According to the report on the Gaza ceasefire, where was Ghaleb Ermilat killed, and how?

_SOURCE EXTRACT_
--------------------

A Palestinian looks at Ghaleb Ermilat's blood-stained motorcycle in Rafah
The military wing of Hamas said late on Wednesday it had agreed to an Egyptian-brokered ceasefire with Israel, after three days of bloodshed in and around Gaza.
"In response to the Egyptian efforts to try and stop the aggression on our people, we at Al-Qassam Brigades and all resistance factions declare our commitment to stop this round of confrontation, as long as (Israel) commits to stopping its crimes," said a statement from Ezzedine al-Qassam Brigades.
The statement comes after three days of violence in which eight Palestinians were killed while militants have fired scores of rockets at the Jewish state, one of which slammed into a border police outpost, wounding four.
The Ezzedine al-Qassam Brigades statement noted they had fired 96 rockets and nine mortars at the Jewish state during the recent wave of violence, in a rare show of force from the group that had been observing a de facto truce on rocket attacks.
"Our confrontation with the enemy in this round was at the minimal level of fire and responses, this is a message that the (Israeli) leaders should understand very well," al-Qassam added in the statement.
As the violence rumbled on, a senior Gaza official had told AFP that Egypt was in contact with Israel and the militant groups in a bid to restore calm.
"The Palestinian factions are ready to return to the calm as long as Israel stops its attacks," he said, speaking on condition of anonymity.
Prior to the al-Qassam statement, two Palestinian youths were wounded in an airstrike on a Hamas training site in northern Gaza. A second attack at another Hamas training camp in Nuseirat in the centre of the territory left no casualties.
The Israeli military said its aircraft "targeted two terror sites in the northern Gaza Strip. Direct hits were confirmed."
"The targeting is in response to over 75 rockets that were fired at Israel during the past three days," it said.
An Israeli police spokeswoman told AFP that on Wednesday, 58 rockets and mortars hit southern Israel. She added that eight people were being treated for shock.
In an earlier Israeli airstrike at a farm in the Zeitun neighbourhood, just east of Gaza City, 14-year-old Moamen al-Adam was killed and his father seriously wounded, medics said. Another two people were also wounded.
An Israeli military spokeswoman told AFP that "during the day, rockets were fired at Israel from a populated civilian area in the northern Gaza Strip."
"This afternoon Israeli army aircraft targeted a rocket launching squad in this area," she said.
Earlier on Wednesday, a missile strike on a motorcycle in the southern border city of Rafah killed 21-year-old Ghaleb Ermilat, whom locals said was a militant of the Islamist movement Hamas which rules the territory.
The Israeli military said he was a "global jihad operative" who was behind a deadly ambush along the Israeli-Egyptian border on Monday morning that killed an Israeli civilian and sparked a firefight in which two of the gunmen were killed.
A third is believed to have fled back to Sinai.

--------------------

_ENTRIES PROVIDED_

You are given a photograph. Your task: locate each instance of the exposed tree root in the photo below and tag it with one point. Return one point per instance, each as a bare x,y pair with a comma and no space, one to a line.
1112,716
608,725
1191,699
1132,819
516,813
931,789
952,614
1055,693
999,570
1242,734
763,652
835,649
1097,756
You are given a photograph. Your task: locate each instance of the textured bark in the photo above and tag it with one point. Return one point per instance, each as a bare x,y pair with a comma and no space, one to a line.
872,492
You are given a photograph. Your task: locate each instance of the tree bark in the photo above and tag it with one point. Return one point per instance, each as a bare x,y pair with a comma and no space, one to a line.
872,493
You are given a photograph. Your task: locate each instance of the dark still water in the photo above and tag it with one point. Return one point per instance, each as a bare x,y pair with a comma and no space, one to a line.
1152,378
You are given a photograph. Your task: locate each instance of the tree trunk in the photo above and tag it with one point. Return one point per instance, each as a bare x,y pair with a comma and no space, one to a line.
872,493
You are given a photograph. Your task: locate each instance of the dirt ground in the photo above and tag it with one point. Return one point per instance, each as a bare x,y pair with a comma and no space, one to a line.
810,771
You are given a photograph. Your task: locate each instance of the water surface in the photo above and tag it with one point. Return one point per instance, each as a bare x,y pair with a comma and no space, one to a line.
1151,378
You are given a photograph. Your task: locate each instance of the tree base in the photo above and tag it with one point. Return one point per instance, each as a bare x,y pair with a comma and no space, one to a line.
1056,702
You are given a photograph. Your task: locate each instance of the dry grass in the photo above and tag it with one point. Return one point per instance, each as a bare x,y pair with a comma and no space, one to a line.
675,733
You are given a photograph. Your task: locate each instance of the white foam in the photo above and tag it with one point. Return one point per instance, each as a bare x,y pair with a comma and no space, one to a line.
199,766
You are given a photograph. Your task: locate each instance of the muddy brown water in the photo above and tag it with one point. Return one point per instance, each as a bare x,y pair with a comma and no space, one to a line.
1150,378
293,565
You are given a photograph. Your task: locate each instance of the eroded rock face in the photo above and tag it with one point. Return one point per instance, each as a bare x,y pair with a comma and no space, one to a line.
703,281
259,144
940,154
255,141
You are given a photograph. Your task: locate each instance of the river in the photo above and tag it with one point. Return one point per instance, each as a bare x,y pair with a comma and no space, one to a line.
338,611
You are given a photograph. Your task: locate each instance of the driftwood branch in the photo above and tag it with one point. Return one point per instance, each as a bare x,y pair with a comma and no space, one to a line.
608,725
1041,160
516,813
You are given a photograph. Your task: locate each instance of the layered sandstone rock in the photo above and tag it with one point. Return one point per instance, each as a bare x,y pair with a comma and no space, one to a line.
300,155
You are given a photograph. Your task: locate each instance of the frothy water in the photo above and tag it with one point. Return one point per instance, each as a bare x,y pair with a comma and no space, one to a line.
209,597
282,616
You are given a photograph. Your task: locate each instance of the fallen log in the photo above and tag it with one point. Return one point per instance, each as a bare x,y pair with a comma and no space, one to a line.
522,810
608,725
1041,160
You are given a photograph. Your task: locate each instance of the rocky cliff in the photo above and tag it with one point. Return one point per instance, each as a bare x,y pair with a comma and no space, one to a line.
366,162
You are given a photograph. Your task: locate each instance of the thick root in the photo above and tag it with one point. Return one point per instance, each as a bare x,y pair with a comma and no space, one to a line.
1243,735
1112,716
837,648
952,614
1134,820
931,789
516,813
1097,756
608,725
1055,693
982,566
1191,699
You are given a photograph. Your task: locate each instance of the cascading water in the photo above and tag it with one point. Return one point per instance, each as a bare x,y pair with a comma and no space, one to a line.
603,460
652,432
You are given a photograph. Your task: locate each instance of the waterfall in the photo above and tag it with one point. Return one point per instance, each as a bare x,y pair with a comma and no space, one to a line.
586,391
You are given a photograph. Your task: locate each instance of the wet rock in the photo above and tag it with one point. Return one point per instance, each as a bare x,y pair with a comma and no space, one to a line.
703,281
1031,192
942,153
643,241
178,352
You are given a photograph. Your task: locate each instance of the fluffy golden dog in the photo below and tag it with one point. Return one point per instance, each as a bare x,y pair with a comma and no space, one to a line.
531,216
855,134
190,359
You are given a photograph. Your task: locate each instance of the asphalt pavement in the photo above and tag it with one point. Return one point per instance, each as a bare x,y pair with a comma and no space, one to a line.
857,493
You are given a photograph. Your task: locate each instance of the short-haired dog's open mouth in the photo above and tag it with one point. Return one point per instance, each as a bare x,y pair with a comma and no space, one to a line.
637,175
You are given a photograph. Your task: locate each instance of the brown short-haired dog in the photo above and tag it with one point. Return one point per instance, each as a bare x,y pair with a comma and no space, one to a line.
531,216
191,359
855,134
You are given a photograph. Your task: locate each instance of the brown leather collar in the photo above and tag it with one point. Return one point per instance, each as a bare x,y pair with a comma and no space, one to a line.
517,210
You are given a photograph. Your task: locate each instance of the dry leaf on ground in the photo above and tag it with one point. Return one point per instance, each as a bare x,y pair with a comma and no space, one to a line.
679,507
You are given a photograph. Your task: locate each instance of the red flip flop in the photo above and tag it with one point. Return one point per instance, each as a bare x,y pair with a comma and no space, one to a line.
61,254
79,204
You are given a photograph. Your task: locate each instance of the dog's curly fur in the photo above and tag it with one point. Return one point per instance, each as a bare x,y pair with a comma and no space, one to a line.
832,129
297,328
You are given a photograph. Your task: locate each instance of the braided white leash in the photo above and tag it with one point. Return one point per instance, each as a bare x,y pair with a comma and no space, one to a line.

--------------------

_REPLY TO THE TASK_
He was killed by a missile strike on a motorcycle in Rafah, the southern border city.